§ Directions
Copy every line of the material below exactly.

§ Data records

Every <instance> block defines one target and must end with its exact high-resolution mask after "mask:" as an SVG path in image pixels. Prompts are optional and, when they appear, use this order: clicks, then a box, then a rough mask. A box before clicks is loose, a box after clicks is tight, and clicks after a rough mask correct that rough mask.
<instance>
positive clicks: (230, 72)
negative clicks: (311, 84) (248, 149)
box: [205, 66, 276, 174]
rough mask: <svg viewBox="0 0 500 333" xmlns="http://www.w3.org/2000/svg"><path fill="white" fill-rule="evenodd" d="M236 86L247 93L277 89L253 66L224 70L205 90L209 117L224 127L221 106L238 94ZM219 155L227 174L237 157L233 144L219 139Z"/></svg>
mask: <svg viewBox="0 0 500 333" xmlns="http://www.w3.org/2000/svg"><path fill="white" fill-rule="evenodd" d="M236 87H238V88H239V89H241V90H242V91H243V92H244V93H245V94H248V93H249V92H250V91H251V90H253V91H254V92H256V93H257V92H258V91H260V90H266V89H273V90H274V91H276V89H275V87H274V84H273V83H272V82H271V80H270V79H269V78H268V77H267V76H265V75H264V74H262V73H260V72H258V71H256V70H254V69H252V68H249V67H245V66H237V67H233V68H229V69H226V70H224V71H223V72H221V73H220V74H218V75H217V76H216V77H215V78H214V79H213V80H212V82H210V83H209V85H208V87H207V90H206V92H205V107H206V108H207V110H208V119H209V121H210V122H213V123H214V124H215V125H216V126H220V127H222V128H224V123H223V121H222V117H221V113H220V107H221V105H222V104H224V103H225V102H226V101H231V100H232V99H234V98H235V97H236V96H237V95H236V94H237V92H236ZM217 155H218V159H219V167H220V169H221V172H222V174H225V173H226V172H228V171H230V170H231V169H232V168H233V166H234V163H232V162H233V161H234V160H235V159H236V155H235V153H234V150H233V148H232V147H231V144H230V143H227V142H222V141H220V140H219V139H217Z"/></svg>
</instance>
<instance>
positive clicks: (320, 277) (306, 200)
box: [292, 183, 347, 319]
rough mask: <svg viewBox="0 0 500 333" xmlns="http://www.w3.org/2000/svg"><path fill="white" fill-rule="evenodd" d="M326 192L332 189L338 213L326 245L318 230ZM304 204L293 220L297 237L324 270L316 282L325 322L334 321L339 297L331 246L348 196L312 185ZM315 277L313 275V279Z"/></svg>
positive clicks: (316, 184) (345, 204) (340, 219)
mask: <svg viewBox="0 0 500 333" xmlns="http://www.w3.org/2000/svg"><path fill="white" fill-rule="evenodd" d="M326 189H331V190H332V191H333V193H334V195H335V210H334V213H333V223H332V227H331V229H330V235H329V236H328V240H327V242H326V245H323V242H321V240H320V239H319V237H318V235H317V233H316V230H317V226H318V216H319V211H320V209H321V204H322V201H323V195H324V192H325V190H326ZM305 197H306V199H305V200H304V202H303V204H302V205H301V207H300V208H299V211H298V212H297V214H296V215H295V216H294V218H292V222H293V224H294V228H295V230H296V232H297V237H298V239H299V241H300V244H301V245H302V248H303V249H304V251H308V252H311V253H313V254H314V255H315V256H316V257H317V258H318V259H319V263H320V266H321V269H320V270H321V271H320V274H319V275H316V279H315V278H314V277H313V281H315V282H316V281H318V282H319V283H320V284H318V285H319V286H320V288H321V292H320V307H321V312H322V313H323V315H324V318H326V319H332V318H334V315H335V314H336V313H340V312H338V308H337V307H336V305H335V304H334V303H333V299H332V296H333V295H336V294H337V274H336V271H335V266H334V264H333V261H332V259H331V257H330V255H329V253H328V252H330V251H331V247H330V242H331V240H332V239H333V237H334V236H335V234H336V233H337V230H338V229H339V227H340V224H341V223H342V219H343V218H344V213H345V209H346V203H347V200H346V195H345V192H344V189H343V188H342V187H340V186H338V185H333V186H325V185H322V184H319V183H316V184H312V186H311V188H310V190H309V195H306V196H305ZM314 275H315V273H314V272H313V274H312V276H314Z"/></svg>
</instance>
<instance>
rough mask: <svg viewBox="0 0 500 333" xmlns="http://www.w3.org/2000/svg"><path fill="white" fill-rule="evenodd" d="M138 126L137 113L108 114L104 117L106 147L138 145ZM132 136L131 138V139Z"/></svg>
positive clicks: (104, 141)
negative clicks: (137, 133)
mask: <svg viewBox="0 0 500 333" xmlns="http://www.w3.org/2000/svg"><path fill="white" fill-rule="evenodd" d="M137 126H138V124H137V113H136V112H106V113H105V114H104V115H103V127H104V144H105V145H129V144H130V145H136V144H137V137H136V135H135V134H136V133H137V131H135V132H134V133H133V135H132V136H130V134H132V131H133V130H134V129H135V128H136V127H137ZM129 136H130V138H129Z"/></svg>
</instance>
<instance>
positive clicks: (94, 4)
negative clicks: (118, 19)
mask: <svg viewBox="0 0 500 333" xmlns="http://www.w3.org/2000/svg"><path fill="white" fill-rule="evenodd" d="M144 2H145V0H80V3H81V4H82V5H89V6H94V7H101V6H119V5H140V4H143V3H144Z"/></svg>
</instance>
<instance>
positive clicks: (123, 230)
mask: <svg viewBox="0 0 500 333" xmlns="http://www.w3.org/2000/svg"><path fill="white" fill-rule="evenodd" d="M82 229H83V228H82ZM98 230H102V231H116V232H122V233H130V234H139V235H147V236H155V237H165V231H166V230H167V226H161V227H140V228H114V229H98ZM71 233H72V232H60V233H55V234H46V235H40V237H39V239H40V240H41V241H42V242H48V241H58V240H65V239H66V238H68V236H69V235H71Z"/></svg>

§ Exercise output
Every <instance> block defines one target and must end with its exact high-resolution mask after "mask:" as an SVG path in image pixels. Prompts are optional and, when they appear, use this order: clicks, then a box, then a rough mask. A box before clicks is loose, a box after clicks is tight, and clicks after a rough mask correct that rough mask.
<instance>
positive clicks: (230, 72)
negative clicks: (311, 84) (248, 149)
box: [205, 66, 276, 174]
rough mask: <svg viewBox="0 0 500 333" xmlns="http://www.w3.org/2000/svg"><path fill="white" fill-rule="evenodd" d="M236 86L247 93L277 89L253 66L224 70L205 90L209 117L224 127L221 106L238 94ZM219 155L227 174L237 157L233 144L219 139Z"/></svg>
mask: <svg viewBox="0 0 500 333" xmlns="http://www.w3.org/2000/svg"><path fill="white" fill-rule="evenodd" d="M236 87H238V88H239V89H241V90H242V91H243V92H244V93H245V94H248V93H249V92H250V91H251V90H253V91H254V92H256V93H257V92H258V91H260V90H266V89H273V90H274V91H276V89H275V87H274V84H273V83H272V82H271V80H270V79H269V78H268V77H267V76H265V75H264V74H262V73H260V72H258V71H256V70H254V69H252V68H249V67H245V66H237V67H233V68H229V69H226V70H224V71H223V72H221V73H220V74H218V75H217V76H216V77H215V78H214V79H213V80H212V82H210V83H209V85H208V87H207V90H206V92H205V107H206V108H207V110H208V119H209V121H210V122H213V123H214V124H215V125H216V126H220V127H222V128H224V123H223V121H222V117H221V113H220V107H221V105H222V104H224V103H225V102H226V101H231V100H232V99H234V98H235V97H236V96H237V95H236V94H237V92H236ZM217 155H218V159H219V167H220V169H221V172H222V174H225V173H226V172H228V171H230V170H231V169H232V168H233V166H234V163H232V162H233V161H234V160H235V159H236V155H235V153H234V150H233V148H232V147H231V144H230V143H227V142H222V141H220V140H219V139H217Z"/></svg>
</instance>
<instance>
positive clicks: (320, 277) (306, 200)
box: [292, 183, 347, 319]
rough mask: <svg viewBox="0 0 500 333" xmlns="http://www.w3.org/2000/svg"><path fill="white" fill-rule="evenodd" d="M326 192L332 189L338 213L326 245L318 230ZM304 204L293 220L297 237L324 270L316 282L325 322L334 321L339 297L331 246L348 196L312 185ZM315 277L313 275V279Z"/></svg>
positive clicks: (316, 184) (345, 204) (340, 219)
mask: <svg viewBox="0 0 500 333" xmlns="http://www.w3.org/2000/svg"><path fill="white" fill-rule="evenodd" d="M326 189H331V190H332V191H333V193H334V195H335V210H334V213H333V223H332V227H331V229H330V235H329V236H328V240H327V242H326V245H323V242H321V240H320V239H319V237H318V235H317V233H316V230H317V226H318V216H319V211H320V209H321V204H322V201H323V195H324V192H325V190H326ZM305 197H306V199H305V200H304V202H303V204H302V205H301V207H300V208H299V211H298V212H297V214H296V215H295V216H294V218H292V222H293V224H294V228H295V230H296V232H297V237H298V239H299V241H300V244H301V245H302V248H303V249H304V251H308V252H311V253H313V254H314V255H315V256H316V257H317V258H318V259H319V263H320V266H321V269H320V270H321V271H320V274H319V275H316V279H315V278H314V277H313V281H315V282H316V281H318V282H319V283H320V284H318V285H319V286H320V288H321V292H320V307H321V312H322V313H323V315H324V318H326V319H332V318H334V315H335V314H336V313H340V312H338V308H337V307H336V305H335V304H334V303H333V299H332V296H333V295H336V294H337V274H336V271H335V266H334V264H333V261H332V259H331V257H330V255H329V253H328V252H330V251H331V247H330V242H331V240H332V239H333V237H334V236H335V234H336V233H337V230H338V229H339V227H340V224H341V223H342V219H343V218H344V213H345V209H346V203H347V200H346V195H345V192H344V189H343V188H342V187H340V186H338V185H333V186H325V185H322V184H319V183H316V184H312V186H311V188H310V190H309V195H306V196H305ZM314 275H315V273H314V272H313V274H312V276H314Z"/></svg>
</instance>
<instance>
rough mask: <svg viewBox="0 0 500 333" xmlns="http://www.w3.org/2000/svg"><path fill="white" fill-rule="evenodd" d="M138 126L137 113L108 114L104 117L106 147L138 145ZM132 136L131 138V139Z"/></svg>
positive clicks: (104, 141)
negative clicks: (137, 133)
mask: <svg viewBox="0 0 500 333" xmlns="http://www.w3.org/2000/svg"><path fill="white" fill-rule="evenodd" d="M137 126H138V124H137V113H136V112H106V113H105V114H104V115H103V127H104V144H105V145H129V144H130V145H136V144H137V137H136V135H135V134H136V133H137V131H135V132H134V133H133V135H132V136H130V134H132V131H133V130H134V129H135V128H136V127H137ZM129 136H130V138H129Z"/></svg>
</instance>
<instance>
positive clicks: (94, 4)
negative clicks: (118, 19)
mask: <svg viewBox="0 0 500 333" xmlns="http://www.w3.org/2000/svg"><path fill="white" fill-rule="evenodd" d="M144 2H145V0H80V3H81V4H82V5H89V6H94V7H101V6H119V5H140V4H143V3H144Z"/></svg>
</instance>
<instance>
positive clicks: (123, 230)
mask: <svg viewBox="0 0 500 333" xmlns="http://www.w3.org/2000/svg"><path fill="white" fill-rule="evenodd" d="M82 229H83V228H82ZM98 230H102V231H116V232H122V233H130V234H139V235H147V236H155V237H165V231H166V230H167V226H161V227H140V228H114V229H98ZM71 233H72V232H60V233H55V234H46V235H40V237H39V239H40V240H41V241H42V242H48V241H58V240H65V239H66V238H68V236H69V235H71Z"/></svg>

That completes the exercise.